● **EXERCISE**: Every record must be retyped as it stands.
══════
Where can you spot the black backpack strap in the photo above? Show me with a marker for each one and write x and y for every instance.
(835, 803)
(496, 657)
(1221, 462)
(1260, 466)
══════
● **TASK ANSWER**:
Where can you spot the black backpack strap in the photo above? Show me with a marker for each one and write x and y for every instance.
(835, 803)
(496, 657)
(1221, 462)
(1260, 466)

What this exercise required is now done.